▶ _EXERCISE DETAILS_
Copy the records word for word, from the start through the line containing "negative clicks: (521, 551)", including that line.
*** Block opens ***
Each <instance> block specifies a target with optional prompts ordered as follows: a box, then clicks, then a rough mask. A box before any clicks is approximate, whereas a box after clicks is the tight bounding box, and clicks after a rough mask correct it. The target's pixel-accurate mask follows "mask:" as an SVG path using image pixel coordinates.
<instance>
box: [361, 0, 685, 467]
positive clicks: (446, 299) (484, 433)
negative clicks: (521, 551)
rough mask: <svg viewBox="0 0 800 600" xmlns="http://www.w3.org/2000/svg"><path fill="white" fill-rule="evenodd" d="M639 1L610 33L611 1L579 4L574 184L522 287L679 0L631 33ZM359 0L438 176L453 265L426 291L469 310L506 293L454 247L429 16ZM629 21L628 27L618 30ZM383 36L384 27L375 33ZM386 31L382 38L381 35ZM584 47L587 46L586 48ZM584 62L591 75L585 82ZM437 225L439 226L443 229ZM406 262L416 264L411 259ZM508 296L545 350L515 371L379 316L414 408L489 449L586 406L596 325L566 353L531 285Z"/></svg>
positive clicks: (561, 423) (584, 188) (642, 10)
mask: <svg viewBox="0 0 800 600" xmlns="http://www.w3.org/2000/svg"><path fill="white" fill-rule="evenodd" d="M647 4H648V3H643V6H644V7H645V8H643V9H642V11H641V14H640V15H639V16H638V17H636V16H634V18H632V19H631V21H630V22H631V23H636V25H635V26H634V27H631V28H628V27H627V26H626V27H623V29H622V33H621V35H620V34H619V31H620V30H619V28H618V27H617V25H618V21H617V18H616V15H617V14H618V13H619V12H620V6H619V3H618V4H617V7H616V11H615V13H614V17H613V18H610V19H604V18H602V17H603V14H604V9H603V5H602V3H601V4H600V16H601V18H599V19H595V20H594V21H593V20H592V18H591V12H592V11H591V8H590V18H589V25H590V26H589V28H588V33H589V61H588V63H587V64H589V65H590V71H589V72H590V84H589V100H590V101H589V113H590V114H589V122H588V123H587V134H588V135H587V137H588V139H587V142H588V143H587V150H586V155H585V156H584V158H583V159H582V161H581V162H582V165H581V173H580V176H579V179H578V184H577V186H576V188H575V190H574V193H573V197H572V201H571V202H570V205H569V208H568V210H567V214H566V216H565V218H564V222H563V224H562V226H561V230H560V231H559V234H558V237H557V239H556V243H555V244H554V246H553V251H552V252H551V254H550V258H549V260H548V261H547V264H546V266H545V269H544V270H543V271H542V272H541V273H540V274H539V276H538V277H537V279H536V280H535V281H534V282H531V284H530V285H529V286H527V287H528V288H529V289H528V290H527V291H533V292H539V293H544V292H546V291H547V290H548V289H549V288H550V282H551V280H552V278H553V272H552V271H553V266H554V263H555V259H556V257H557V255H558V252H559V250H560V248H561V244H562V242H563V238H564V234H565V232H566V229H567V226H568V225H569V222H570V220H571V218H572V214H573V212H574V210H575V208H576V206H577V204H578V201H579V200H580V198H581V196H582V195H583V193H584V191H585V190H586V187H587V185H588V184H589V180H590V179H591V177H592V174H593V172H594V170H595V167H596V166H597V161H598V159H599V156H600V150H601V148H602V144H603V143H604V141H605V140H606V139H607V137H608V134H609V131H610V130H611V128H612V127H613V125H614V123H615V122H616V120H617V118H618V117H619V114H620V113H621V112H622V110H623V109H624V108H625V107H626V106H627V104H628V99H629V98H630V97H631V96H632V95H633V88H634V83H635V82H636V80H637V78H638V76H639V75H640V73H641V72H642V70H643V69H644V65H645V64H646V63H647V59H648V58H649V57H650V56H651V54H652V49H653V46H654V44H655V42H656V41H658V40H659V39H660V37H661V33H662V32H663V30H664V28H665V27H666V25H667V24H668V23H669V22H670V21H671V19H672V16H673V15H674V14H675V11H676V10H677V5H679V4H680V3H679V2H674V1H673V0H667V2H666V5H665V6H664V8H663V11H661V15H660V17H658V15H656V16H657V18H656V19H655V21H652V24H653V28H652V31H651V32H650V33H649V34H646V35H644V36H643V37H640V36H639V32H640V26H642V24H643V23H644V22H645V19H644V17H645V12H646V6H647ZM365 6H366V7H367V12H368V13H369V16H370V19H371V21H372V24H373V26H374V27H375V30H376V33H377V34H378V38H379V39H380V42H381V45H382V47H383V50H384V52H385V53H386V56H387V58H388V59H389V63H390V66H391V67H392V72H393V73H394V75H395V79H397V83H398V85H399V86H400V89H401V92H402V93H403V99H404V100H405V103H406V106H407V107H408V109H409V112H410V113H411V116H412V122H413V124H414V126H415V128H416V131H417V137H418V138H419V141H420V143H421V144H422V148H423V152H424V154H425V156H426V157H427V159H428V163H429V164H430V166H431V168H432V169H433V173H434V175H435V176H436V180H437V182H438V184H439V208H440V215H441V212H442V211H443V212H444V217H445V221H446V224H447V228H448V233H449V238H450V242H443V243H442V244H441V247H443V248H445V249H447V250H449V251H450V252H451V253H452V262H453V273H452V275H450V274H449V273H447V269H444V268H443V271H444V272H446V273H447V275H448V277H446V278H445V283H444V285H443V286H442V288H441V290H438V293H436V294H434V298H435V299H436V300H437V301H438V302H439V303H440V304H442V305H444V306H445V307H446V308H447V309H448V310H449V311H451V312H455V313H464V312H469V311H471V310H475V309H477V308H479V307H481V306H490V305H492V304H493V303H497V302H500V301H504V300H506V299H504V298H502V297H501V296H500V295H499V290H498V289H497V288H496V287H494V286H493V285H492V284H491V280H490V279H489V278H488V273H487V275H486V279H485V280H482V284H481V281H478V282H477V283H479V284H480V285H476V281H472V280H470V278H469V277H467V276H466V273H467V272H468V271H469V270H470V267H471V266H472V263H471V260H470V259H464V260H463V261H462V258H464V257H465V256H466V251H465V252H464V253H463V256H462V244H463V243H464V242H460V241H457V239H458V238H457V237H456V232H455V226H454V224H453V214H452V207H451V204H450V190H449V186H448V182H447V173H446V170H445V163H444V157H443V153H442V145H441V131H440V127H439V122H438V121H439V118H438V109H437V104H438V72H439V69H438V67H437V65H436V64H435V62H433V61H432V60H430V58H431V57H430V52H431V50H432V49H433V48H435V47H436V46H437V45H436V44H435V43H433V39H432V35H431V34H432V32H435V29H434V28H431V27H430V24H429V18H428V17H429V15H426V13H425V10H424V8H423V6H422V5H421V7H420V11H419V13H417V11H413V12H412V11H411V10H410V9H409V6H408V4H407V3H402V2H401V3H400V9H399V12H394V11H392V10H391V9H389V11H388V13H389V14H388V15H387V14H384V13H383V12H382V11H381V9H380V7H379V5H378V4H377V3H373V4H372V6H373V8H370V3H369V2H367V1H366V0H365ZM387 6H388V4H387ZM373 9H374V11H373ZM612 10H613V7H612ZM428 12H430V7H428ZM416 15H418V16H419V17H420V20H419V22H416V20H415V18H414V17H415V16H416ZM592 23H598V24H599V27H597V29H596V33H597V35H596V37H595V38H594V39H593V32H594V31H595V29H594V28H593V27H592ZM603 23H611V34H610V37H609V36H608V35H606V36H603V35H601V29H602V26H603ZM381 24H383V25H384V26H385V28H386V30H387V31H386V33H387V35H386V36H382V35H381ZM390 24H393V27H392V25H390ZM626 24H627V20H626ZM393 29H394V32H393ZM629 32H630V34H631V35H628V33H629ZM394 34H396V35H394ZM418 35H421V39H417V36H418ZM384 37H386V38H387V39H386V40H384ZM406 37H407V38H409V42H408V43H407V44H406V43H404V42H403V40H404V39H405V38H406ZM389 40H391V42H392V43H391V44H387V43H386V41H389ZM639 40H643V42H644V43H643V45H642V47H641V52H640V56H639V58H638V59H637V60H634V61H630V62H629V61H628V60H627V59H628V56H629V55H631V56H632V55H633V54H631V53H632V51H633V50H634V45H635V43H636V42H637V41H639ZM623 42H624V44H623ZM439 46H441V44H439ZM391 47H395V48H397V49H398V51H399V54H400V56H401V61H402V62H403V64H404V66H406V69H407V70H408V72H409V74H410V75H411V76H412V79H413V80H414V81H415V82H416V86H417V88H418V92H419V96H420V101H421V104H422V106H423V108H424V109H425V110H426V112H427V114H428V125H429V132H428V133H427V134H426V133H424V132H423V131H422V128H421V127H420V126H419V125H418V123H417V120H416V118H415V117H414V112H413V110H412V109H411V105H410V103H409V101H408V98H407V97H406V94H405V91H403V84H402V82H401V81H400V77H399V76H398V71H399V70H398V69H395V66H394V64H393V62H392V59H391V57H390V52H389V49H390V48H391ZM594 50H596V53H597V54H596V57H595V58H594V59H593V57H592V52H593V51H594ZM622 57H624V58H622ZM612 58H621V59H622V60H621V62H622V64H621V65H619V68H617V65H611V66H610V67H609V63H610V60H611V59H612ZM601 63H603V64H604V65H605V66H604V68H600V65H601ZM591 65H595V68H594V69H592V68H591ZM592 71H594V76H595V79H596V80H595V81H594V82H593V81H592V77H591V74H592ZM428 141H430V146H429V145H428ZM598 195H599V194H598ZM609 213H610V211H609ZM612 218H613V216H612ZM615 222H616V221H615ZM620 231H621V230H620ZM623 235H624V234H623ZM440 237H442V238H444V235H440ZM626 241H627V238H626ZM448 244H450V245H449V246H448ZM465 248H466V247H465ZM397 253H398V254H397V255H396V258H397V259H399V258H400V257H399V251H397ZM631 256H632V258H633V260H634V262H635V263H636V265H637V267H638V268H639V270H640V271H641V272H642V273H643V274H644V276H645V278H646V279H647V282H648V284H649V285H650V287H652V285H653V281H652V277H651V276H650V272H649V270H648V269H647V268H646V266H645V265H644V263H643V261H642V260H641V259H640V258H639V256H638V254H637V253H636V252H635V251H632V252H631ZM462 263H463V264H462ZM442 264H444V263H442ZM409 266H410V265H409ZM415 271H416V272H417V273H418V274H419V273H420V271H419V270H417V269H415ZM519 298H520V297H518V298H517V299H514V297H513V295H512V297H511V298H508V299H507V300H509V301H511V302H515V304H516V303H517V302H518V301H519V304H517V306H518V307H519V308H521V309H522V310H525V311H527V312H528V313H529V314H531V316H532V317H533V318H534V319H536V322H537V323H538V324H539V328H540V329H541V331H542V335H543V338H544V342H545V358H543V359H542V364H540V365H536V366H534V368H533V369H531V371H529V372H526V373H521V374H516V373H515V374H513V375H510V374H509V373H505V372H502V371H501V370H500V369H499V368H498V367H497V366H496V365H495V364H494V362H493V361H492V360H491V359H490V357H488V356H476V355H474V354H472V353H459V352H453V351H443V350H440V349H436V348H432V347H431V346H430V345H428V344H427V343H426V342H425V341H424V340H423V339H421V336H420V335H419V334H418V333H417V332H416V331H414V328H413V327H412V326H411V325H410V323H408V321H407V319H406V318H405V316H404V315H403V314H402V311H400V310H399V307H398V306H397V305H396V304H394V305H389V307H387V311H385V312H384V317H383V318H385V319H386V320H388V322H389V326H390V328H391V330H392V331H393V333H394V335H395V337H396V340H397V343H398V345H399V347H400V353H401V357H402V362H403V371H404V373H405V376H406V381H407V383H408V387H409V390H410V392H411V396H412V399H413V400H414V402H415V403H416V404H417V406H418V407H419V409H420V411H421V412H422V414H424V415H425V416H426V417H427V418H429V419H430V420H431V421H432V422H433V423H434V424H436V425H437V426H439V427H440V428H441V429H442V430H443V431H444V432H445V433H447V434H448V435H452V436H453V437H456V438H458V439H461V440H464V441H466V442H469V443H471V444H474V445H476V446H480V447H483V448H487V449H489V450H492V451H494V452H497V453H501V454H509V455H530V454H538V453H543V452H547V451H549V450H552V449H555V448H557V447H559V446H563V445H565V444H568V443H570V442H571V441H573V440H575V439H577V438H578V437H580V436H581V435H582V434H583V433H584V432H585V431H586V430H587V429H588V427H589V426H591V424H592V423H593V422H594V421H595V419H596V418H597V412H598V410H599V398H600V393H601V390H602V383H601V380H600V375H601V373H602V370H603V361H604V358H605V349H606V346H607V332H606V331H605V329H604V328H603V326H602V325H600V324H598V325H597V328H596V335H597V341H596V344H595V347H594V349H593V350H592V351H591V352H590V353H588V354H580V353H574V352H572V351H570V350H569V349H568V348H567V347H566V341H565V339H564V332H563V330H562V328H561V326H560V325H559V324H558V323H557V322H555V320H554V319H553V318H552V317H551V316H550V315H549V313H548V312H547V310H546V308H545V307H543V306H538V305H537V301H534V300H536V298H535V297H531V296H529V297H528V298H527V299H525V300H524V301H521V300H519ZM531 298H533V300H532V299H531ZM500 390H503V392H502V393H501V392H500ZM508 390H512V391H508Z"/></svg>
*** Block closes ***
▶ _TASK RESPONSE_
Each <instance> block specifies a target with optional prompts ordered as follows: a box, then clicks, then a rough mask. A box before any clicks is approximate, whereas a box after clicks is the tight bounding box, and clicks after a rough mask correct it. The target's pixel-accurate mask follows "mask:" as an SVG path using image pixel coordinates.
<instance>
box: [361, 0, 685, 467]
positive clicks: (446, 299) (484, 433)
negative clicks: (521, 551)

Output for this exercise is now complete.